Each line of the material must be returned exactly.

begin Dataset content

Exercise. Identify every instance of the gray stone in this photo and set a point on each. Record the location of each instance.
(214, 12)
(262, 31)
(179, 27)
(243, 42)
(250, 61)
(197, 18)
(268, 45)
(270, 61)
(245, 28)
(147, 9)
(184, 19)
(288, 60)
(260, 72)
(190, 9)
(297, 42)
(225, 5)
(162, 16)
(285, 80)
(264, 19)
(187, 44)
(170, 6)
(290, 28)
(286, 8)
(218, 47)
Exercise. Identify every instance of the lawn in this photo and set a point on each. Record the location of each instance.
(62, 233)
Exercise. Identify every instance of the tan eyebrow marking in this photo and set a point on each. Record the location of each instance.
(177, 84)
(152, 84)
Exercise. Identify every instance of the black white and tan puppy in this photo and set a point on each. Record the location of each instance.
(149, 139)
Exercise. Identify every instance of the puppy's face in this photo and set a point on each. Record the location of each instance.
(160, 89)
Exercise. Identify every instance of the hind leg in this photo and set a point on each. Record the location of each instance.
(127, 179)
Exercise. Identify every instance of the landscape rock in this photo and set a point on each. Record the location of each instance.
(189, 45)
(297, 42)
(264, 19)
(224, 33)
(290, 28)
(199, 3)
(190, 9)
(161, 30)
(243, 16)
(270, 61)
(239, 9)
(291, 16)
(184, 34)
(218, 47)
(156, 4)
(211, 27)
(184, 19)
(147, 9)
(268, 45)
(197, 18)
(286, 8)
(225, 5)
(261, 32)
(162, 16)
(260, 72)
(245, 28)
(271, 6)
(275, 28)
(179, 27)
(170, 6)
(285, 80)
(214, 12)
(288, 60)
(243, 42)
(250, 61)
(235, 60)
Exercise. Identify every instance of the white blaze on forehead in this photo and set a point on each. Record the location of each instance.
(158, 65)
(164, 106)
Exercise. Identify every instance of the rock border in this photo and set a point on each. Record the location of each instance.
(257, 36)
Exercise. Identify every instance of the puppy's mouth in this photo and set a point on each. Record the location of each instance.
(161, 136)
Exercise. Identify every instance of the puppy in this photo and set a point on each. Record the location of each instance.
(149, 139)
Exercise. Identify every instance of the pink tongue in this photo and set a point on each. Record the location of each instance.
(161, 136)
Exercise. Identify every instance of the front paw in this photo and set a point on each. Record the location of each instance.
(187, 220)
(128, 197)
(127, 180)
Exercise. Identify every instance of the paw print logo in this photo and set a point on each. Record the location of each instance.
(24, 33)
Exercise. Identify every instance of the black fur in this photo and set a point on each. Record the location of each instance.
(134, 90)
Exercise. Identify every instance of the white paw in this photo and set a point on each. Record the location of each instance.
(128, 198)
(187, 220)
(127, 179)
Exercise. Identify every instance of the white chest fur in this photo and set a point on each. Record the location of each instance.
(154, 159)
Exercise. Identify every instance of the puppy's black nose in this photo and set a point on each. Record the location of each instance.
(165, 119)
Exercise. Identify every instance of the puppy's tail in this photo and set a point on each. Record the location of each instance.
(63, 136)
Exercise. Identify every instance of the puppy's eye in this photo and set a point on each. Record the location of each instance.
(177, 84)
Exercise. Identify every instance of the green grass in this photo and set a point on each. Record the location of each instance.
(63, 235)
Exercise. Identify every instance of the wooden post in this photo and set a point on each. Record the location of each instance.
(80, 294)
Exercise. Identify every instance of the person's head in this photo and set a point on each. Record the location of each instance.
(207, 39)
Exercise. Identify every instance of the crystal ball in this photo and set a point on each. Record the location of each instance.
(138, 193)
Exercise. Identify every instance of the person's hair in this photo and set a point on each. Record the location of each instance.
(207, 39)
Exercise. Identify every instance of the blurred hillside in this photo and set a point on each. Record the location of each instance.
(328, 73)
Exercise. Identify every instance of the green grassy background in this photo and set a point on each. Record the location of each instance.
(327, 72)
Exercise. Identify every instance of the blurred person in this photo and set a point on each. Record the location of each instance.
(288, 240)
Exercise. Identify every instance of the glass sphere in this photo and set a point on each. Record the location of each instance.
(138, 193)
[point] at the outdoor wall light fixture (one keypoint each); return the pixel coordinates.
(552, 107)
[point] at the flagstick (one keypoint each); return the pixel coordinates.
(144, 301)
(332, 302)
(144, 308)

end Dataset content

Final result:
Exercise. Identify every instance of the gray stone in this photo and set a point on each. Record the location of each instance.
(214, 12)
(262, 31)
(179, 27)
(243, 42)
(250, 61)
(197, 18)
(268, 45)
(270, 61)
(245, 28)
(147, 9)
(184, 19)
(288, 60)
(260, 72)
(190, 9)
(297, 42)
(225, 5)
(162, 16)
(285, 80)
(264, 19)
(187, 44)
(170, 6)
(290, 28)
(286, 8)
(218, 47)
Exercise. Identify every instance of the lawn in this photo and set a point on each. Record the location of each instance.
(62, 233)
Exercise. Identify every instance of the tan eyebrow marking in this photo and set a point on each. Record the location of each instance.
(177, 84)
(152, 84)
Exercise. Identify every instance of the black white and tan puppy in this photo and set a point on each. Record the location of each instance.
(149, 139)
Exercise. Identify every instance of the puppy's face in this photo and set a point on each. Record the location of each instance.
(160, 89)
Exercise. Identify every instance of the hind leg in this photo and set a point on each. Record the location of each instance.
(127, 179)
Exercise. Identify every instance of the landscape rock in this photo and set a point on each. Record the location of each instance.
(189, 45)
(297, 42)
(264, 19)
(224, 33)
(290, 28)
(199, 3)
(190, 9)
(161, 30)
(243, 16)
(270, 61)
(239, 9)
(291, 16)
(184, 34)
(218, 47)
(156, 4)
(211, 27)
(184, 19)
(147, 9)
(268, 45)
(197, 18)
(286, 8)
(225, 5)
(261, 32)
(162, 16)
(260, 72)
(245, 28)
(271, 6)
(275, 28)
(179, 27)
(170, 6)
(285, 80)
(214, 12)
(288, 60)
(243, 42)
(250, 61)
(235, 60)
Exercise. Identify every instance of the white blaze on forehead in this photo and set a point on each. Record the location of each instance.
(158, 65)
(164, 106)
Exercise. Identify every instance of the rock border in this photo and set a point on each. Record the location of each instance.
(257, 36)
Exercise. Identify every instance of the puppy's mouth in this photo and set a point on each. Record the location of each instance.
(161, 136)
Exercise. Identify every instance of the puppy in this photo and set a point on each. Record the location of each instance.
(149, 139)
Exercise. Identify every instance of the pink tongue in this photo and set a point on each. Record the location of each instance.
(161, 136)
Exercise. Identify every instance of the front paw in this photo and set a point on each. Record the location of each instance.
(187, 220)
(128, 197)
(127, 180)
Exercise. Identify every instance of the paw print logo in this photo and set a point on each. Record the location of each instance.
(24, 33)
Exercise. Identify every instance of the black fur in this photo and set a point on each. Record the location of each instance.
(134, 90)
Exercise. Identify every instance of the white paw in this photo and set a point on each. Record the location of each instance.
(128, 198)
(187, 220)
(127, 179)
Exercise. Identify every instance of the white chest fur in this photo and set a point on each. Record the location of each instance.
(154, 159)
Exercise. Identify every instance of the puppy's black nose in this photo and set a point on each. Record the location of each instance.
(165, 119)
Exercise. Identify every instance of the puppy's tail in this photo and set a point on each. Record the location of each instance.
(63, 136)
Exercise. Identify every instance of the puppy's eye in this photo and set a point on each. Record the location of each instance.
(177, 84)
Exercise. Identify every instance of the green grass in this photo and set a point on each. Record the location of each instance.
(63, 235)
Exercise. Identify every instance of the wooden post in this photo and set a point on each. Record the location of each instance.
(80, 294)
Exercise. Identify every instance of the person's head in this photo and set a point on each. Record the location of each instance.
(207, 39)
Exercise. Identify every instance of the crystal ball in this photo and set a point on each. Record the location of each instance.
(138, 193)
Exercise. Identify every instance of the person's hair in this photo and set a point on each. Record the location of each instance.
(207, 39)
Exercise. Identify every instance of the blurred hillside in this photo and set a point on each. Record the location of each instance.
(328, 73)
Exercise. Identify every instance of the green grassy background in this photo and set a point on each. Record the location of each instance.
(327, 72)
Exercise. Identify every instance of the blurred person in this photo and set a point on each. Record the location of each instance.
(288, 240)
Exercise. Identify every instance of the glass sphere in this photo and set a point on each. Record the location of each instance.
(138, 193)
[point] at the outdoor wall light fixture (one keypoint each); return the pixel coordinates.
(552, 107)
[point] at the flagstick (one keypoint each); return the pixel coordinates.
(144, 301)
(332, 302)
(144, 308)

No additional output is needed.